● PROBLEM DETAILS:
Can you reproduce the records starting at the line with "Where can you see the pedestrian" and ending at the line with "point(157, 790)", renaming "Markers" to "Locations" throughout and keeping everything else the same?

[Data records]

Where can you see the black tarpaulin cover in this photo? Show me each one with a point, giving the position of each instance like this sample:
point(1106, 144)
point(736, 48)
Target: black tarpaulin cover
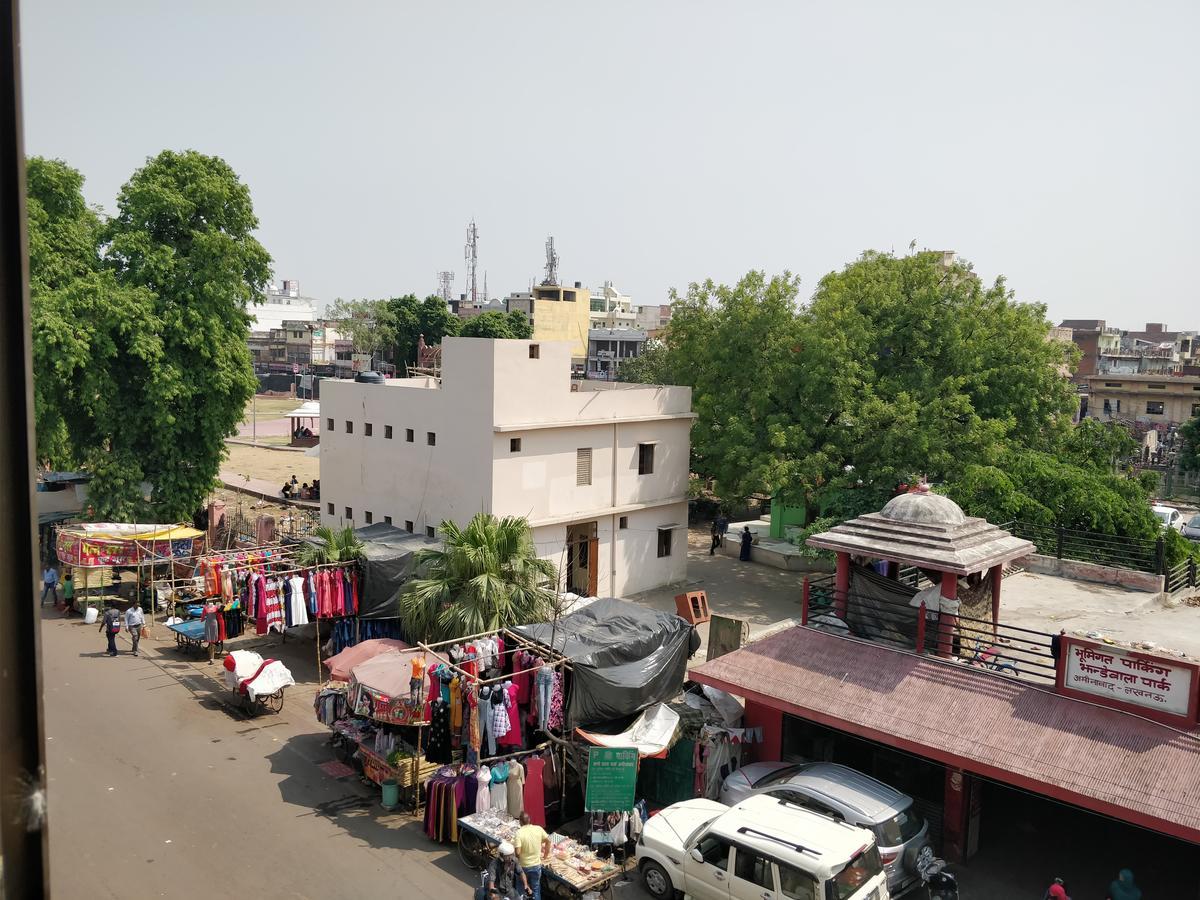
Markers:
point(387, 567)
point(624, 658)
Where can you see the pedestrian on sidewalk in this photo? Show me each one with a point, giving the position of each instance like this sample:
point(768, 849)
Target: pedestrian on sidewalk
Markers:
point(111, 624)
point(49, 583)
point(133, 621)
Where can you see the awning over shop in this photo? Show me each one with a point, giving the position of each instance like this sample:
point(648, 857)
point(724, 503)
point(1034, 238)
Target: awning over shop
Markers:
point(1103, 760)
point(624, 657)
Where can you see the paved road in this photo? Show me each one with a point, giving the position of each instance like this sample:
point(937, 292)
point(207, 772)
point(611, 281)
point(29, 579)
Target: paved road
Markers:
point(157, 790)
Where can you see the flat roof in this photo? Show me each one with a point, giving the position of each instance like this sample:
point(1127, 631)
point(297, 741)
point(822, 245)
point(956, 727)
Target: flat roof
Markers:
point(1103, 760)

==

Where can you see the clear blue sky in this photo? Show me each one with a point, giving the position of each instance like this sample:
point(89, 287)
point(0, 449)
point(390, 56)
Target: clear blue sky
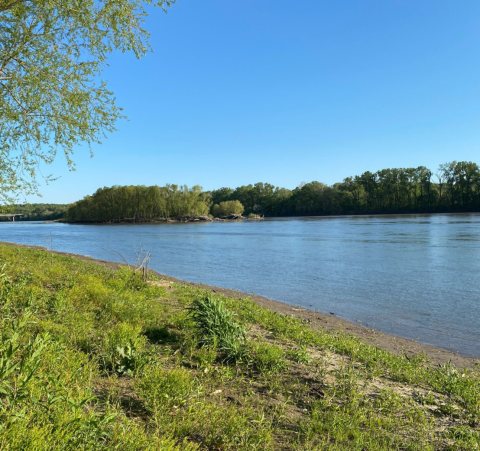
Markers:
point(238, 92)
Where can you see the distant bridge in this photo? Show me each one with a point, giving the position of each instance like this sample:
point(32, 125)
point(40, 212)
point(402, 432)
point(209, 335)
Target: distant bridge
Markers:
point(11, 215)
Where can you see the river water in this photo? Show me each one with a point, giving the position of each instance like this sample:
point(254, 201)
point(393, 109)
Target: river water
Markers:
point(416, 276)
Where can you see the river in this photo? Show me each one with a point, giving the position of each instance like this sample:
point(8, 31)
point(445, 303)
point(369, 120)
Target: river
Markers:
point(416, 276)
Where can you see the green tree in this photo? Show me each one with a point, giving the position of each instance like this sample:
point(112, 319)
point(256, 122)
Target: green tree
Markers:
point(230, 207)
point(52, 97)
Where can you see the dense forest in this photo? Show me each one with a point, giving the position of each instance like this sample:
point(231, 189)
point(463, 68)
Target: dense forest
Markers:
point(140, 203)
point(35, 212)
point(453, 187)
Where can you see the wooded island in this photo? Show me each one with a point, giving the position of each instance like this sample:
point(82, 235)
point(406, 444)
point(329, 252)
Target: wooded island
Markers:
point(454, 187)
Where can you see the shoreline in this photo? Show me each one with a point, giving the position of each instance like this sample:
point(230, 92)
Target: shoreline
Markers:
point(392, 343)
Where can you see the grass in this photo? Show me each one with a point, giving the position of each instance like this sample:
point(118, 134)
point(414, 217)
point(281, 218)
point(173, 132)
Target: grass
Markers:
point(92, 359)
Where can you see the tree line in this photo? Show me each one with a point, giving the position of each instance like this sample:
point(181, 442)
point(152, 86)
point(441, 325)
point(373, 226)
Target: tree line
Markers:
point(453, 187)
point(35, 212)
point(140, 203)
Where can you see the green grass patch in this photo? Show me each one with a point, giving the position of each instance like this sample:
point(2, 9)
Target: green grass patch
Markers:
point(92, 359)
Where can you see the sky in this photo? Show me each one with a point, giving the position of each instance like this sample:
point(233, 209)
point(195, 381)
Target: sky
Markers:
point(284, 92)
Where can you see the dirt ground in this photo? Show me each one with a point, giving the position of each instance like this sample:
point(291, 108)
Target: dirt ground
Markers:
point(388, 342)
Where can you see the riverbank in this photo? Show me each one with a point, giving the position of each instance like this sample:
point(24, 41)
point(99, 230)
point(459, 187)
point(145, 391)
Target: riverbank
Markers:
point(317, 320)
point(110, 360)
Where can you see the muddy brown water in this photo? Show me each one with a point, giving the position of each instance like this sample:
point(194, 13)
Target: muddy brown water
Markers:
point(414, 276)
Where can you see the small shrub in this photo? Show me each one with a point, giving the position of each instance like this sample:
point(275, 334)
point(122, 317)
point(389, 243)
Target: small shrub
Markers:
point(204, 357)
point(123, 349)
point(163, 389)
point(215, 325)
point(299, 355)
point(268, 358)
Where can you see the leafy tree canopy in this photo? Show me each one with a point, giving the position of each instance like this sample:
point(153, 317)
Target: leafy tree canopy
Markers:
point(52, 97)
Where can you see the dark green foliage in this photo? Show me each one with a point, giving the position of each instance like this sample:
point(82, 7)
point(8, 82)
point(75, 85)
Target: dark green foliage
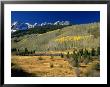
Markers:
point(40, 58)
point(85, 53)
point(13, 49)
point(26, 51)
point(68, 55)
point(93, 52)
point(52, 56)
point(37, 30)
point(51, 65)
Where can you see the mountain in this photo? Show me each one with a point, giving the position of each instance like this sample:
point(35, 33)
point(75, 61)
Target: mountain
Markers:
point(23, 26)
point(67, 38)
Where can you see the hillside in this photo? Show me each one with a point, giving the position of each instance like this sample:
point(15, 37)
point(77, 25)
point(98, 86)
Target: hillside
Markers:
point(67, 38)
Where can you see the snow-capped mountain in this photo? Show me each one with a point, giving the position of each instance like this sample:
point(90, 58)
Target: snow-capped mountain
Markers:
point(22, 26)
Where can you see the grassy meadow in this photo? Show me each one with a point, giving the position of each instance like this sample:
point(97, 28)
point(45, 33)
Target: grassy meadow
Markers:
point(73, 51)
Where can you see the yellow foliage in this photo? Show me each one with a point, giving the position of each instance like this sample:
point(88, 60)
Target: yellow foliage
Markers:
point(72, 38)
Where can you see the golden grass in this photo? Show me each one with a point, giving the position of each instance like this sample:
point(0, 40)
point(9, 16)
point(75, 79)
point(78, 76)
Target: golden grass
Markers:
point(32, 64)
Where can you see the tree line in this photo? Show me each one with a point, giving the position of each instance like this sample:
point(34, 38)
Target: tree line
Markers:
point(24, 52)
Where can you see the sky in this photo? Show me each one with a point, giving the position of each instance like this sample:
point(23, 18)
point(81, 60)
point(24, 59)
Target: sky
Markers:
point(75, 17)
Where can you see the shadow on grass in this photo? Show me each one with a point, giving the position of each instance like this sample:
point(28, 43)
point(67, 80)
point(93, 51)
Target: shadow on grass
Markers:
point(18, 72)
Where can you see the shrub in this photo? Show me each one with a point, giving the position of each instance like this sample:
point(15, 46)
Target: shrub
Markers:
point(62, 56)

● PROBLEM SOLUTION:
Where can you see the pedestrian on sidewalk in this photo? Show me each one with a point, giving the position of each instance like this sample:
point(768, 849)
Target: pedestrian on sidewalk
Locations:
point(111, 624)
point(49, 583)
point(133, 621)
Where can you see the awning over shop in this photo? Show me each one with a point, giving the position of each instance like this sample:
point(648, 857)
point(724, 503)
point(1034, 238)
Target: awning over shop
Locations:
point(1103, 760)
point(624, 657)
Where can you see the paved road in this photo? Show me each one with a point, giving the position of each instance like this sample:
point(937, 292)
point(207, 772)
point(611, 281)
point(29, 579)
Target: paved road
Locations:
point(157, 790)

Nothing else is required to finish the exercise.